Stored data entries
## begin
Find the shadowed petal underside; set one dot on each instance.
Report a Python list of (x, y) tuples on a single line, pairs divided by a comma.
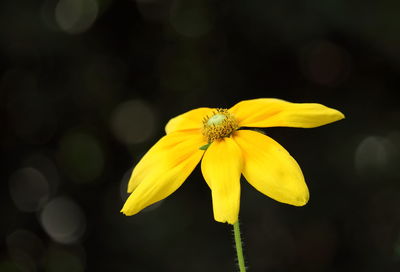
[(271, 169), (221, 167)]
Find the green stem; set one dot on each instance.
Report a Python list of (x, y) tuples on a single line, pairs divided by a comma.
[(239, 249)]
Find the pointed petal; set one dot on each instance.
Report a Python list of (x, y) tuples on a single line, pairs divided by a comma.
[(271, 169), (189, 120), (269, 112), (163, 170), (221, 167)]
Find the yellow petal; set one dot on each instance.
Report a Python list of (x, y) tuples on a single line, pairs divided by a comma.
[(221, 167), (189, 120), (269, 112), (163, 170), (271, 169)]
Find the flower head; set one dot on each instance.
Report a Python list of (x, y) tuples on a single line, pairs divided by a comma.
[(216, 138)]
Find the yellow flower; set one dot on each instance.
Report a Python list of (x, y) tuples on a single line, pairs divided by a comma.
[(226, 149)]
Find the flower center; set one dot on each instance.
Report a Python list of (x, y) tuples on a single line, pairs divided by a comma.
[(221, 124)]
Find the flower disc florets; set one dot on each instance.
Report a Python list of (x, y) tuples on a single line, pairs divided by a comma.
[(221, 124)]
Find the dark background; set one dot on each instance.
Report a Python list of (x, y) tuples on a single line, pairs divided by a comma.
[(86, 87)]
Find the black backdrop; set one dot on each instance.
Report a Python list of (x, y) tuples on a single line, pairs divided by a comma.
[(86, 87)]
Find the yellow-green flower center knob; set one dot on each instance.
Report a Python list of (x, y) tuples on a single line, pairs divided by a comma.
[(221, 124)]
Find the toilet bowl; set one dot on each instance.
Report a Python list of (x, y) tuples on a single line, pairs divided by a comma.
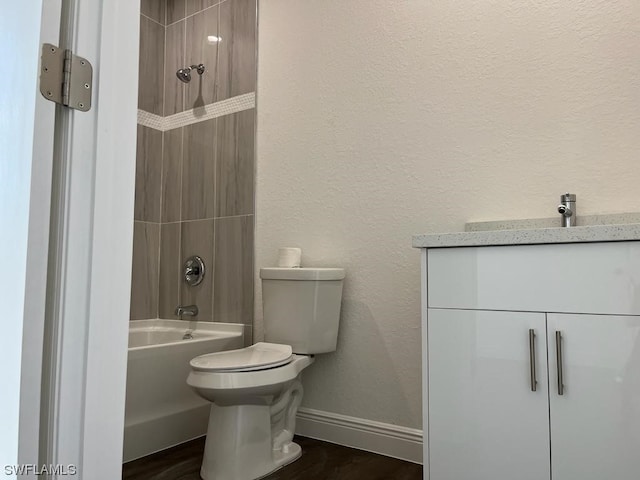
[(252, 419), (256, 391)]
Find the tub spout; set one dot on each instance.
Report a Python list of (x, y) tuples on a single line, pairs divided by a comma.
[(189, 310)]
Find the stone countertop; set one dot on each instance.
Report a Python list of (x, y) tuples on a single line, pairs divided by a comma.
[(530, 236)]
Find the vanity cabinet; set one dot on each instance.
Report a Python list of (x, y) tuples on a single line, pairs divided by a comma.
[(502, 326)]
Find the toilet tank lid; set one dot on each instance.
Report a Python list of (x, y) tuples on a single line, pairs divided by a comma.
[(279, 273)]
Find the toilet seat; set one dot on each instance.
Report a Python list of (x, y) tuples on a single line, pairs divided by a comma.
[(260, 356)]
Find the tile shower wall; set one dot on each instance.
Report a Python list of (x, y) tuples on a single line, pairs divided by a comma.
[(195, 184)]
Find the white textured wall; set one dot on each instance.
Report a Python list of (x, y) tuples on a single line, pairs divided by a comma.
[(379, 119)]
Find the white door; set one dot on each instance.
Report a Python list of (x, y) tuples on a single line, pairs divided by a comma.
[(66, 209), (595, 416), (485, 420)]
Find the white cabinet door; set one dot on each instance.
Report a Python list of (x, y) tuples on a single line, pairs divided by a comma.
[(485, 422), (595, 423)]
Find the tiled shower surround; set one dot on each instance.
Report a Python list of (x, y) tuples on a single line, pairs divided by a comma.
[(195, 183)]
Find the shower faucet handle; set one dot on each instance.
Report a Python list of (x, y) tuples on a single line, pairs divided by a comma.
[(567, 209)]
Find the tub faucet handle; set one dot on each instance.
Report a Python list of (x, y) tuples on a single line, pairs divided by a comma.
[(190, 310)]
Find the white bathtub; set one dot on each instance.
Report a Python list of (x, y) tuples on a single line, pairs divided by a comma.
[(161, 410)]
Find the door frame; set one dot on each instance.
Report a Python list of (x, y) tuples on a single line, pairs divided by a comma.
[(89, 290)]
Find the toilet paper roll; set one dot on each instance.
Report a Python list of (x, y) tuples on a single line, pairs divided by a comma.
[(289, 257)]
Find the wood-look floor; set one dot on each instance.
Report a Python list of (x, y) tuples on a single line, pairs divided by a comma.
[(319, 461)]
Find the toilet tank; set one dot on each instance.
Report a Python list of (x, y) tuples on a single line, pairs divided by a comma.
[(301, 307)]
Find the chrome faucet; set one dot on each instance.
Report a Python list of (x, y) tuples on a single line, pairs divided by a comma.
[(567, 209), (189, 310)]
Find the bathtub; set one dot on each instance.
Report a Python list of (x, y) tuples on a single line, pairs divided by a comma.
[(161, 409)]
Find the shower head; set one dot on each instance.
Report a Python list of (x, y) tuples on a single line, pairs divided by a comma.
[(184, 74)]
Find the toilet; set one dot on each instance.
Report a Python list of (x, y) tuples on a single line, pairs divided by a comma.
[(255, 391)]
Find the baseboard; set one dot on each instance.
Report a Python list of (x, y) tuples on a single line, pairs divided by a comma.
[(383, 438)]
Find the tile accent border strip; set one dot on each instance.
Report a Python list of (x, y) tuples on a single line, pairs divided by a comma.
[(199, 114)]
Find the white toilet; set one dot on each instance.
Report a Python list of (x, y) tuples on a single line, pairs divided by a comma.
[(256, 390)]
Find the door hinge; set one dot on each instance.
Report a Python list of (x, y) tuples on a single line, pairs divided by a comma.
[(65, 78)]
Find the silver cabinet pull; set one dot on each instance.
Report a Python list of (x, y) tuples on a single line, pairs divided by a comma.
[(559, 362), (532, 359)]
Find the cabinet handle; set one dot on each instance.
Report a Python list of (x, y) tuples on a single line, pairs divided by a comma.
[(532, 359), (559, 362)]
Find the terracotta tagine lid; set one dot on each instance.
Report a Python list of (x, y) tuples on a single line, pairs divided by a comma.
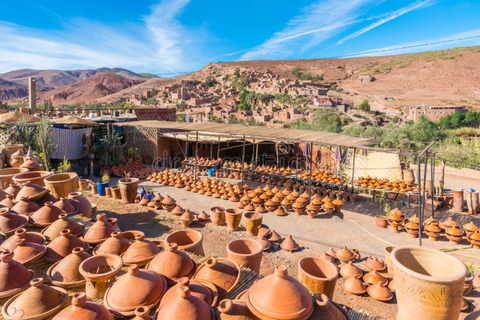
[(264, 300), (186, 307), (116, 244), (11, 285), (65, 273), (202, 289), (350, 270), (355, 285), (380, 292), (37, 302), (46, 215), (146, 288), (234, 310), (10, 222), (22, 233), (83, 310), (31, 191), (53, 231), (25, 207), (172, 264), (288, 244), (325, 310), (65, 206), (140, 252), (100, 231), (222, 272), (27, 252), (62, 246), (7, 202)]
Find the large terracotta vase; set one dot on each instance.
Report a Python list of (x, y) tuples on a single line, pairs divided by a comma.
[(246, 252), (83, 206), (128, 189), (318, 275), (188, 240), (233, 218), (62, 184), (252, 221), (428, 283)]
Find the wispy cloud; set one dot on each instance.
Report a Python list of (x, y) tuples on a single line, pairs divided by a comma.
[(317, 23), (393, 15)]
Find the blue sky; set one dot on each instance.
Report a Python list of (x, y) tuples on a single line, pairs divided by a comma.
## end
--- SHORT EXERCISE ---
Copy every one of the records above word for word, leaving out the pictures.

--- ANSWER TO THE EXERCISE ---
Find the shadowed petal underside; set one dot on each instance.
Report a Python list of (x, y) tuples on a single line, pairs divided by a comma.
[(271, 169), (221, 167)]
Find the green stem; set one dot on each instance.
Report a Python list of (x, y) tuples on a single line, pairs divided by a comma.
[(239, 249)]
Find the pointed petal; set one dot on each instance.
Report a Python list of (x, y) tuples on a single line, pairs divided by a comma.
[(271, 169), (189, 120), (269, 112), (163, 170), (221, 167)]
Find the yellow petal; set one dot on each instance.
Report a Python list of (x, y) tuples on a single line, pairs divided by a comma.
[(221, 167), (189, 120), (269, 112), (163, 170), (271, 169)]
Find the flower head; set one dot on each instance.
Report a Python list of (x, y) tuples on a single line, pairs divided by a comma.
[(216, 138)]
Find the yellow flower; set one dot on each instance.
Report a Python list of (x, y) tuples on a single line, pairs divided by a comma.
[(226, 149)]
Find the flower center; set one dot on each instance.
Report a Python list of (x, y) tuples on a single line, pairs divided by a comma.
[(221, 124)]
Find the flower disc florets; set one dot on each instance.
Report a Python list of (x, y) tuples on a single line, pairs divided by a comma.
[(221, 124)]
Find the dark background; set one dot on each instance.
Report a Python list of (x, y) tuples on a single line, pairs divided by a comma.
[(86, 87)]
Find the black backdrop; set one dot on each instance.
Report a Python list of (x, y) tuples on a single line, pairs divided by a comma.
[(86, 87)]
Find the yellow-green flower center knob; set one dot on each instance.
Report a Python list of (x, y) tuples on a single line, pairs divided by a comma.
[(221, 124)]
Find the toilet bowl; set one dot on each instance.
Report a Python list of (x, y) tuples on a single line, pairs divided by a comma.
[(252, 419), (256, 391)]
Find the tub spout; set one dot on each instance.
Report a Python list of (x, y) tuples on a single line, pairs divided by a comma.
[(189, 310)]
Find the stone countertop; set one dot on each instance.
Report a Python list of (x, y) tuples on a single line, pairs divided by a comma.
[(530, 236)]
Find the vanity cabinet; set one dot on each instance.
Report a Python list of (x, y) tuples on a single line, pairs divided by a comma.
[(502, 326)]
Find the toilet tank lid; set one dot on each instance.
Report a Python list of (x, y) tuples on a single line, pairs divided by a comma.
[(279, 273)]
Find the toilet seat; set one dot on each instance.
Report a Python list of (x, y) tuples on a single line, pairs divided by a comma.
[(260, 356)]
Find the tile shower wall; set one dot on each instance.
Report a Python list of (x, y) tuples on a single line, pairs divided by a comma.
[(195, 184)]
Find the white textured wall; set one dot on each instance.
Report a Python list of (x, y) tuples on a single line, pairs divided by a comma.
[(379, 119)]
Find the white door; set one dot on each instance.
Report a Python list of (x, y) tuples on a single line, pairs divided by a comma.
[(66, 209), (595, 416), (485, 420)]
Find the white cabinet door; set one dot on each instance.
Report a Python list of (x, y) tuples on a single line, pairs divided by a comma.
[(485, 422), (595, 423)]
Find the tiled shower surround; set one dot on each instance.
Report a Python list of (x, y) tuples on a single line, pairs divided by a comma.
[(195, 183)]
Find the shower faucet handle; set one dot on each instance.
Report a Python list of (x, y) tuples on a single line, pairs divided by a comma.
[(567, 209)]
Find the tub faucet handle; set one dot on each instance.
Report a Python list of (x, y) tuples on a single line, pairs divided by a comma.
[(190, 310)]
Find the white bathtub; set one dot on each instance.
Report a Python list of (x, y) tuples on a single line, pairs divided by a comma.
[(161, 410)]
Find the door frame; set one dot on each instance.
Report a Python list of (x, y) tuples on a single line, pairs divided by a comma.
[(89, 290)]
Find the toilet paper roll; set one dot on each instance.
Report a Python list of (x, y) tuples on a single line, pairs divided by a comma.
[(289, 257)]
Find the wood-look floor; set one dot on each instance.
Report a Python list of (x, y) tuples on a single line, pairs divided by a comma.
[(319, 461)]
Find the toilet tank; set one dot on each instance.
Report a Python list of (x, y) tuples on a single line, pairs divided by a comma.
[(301, 307)]
Find the chrome faucet; set one dot on each instance.
Report a Python list of (x, y) tuples on a single line, pairs divided by a comma.
[(567, 209), (189, 310)]
Find the bathtub; set one dot on each instance.
Report a Python list of (x, y) tuples on a single line, pairs divided by a comma.
[(161, 409)]
Find the shower head; set one dot on each instance.
Report a Python list of (x, y) tuples on a single line, pairs divided by a comma.
[(184, 74)]
Find the toilet; set one dot on each instance.
Report a Python list of (x, y) tuples on a single line, pairs divided by a comma.
[(255, 391)]
Find the baseboard; set one dot on each instance.
Report a Python list of (x, y) tuples on a single line, pairs divided by a comma.
[(383, 438)]
Find the tile accent border strip; set one dot on each instance.
Report a Python list of (x, y) tuples on a single line, pairs divided by a comma.
[(199, 114)]
Find the white toilet; set one dot on each instance.
Report a Python list of (x, y) tuples on a single line, pairs divided by a comma.
[(256, 390)]
Find the door hinge; set one dot on each instance.
Report a Python list of (x, y) tuples on a single line, pairs divided by a comma.
[(65, 78)]
Find the silver cabinet pull; set one dot on each instance.
Report a Python list of (x, y) tuples on a single line, pairs divided by a comma.
[(559, 362), (532, 359)]
Find the cabinet handle; set one dot on each instance.
Report a Python list of (x, y) tuples on a single line, pairs divided by a comma.
[(532, 359), (559, 362)]
Find the terracotta tagine lid; set one dot on each instance.
Report a Python list of (x, y) tuples on a single line, pairs divided by a comma.
[(264, 300), (186, 307), (116, 244), (11, 285), (65, 273), (202, 289), (350, 270), (355, 285), (380, 292), (37, 302), (46, 215), (146, 288), (234, 310), (10, 222), (22, 233), (83, 310), (31, 191), (53, 231), (25, 207), (172, 264), (288, 244), (325, 310), (65, 206), (140, 252), (100, 231), (222, 272), (27, 252), (62, 246), (7, 202)]
Find the large terracotta vase; set one dot on each instance.
Report a Python list of (x, y) tuples on a single line, pairs divided by a comma.
[(246, 252), (83, 206), (128, 189), (318, 275), (188, 240), (233, 218), (62, 184), (252, 221), (428, 283)]
Find the wispy cloud; set one dot on each instance.
Report a Python list of (x, y) tuples on a single line, pairs divided by a comma.
[(317, 23), (393, 15)]
Find the blue sky; set one dot on each instance.
Report a Python list of (x, y) tuples on a single line, pairs divided by a comma.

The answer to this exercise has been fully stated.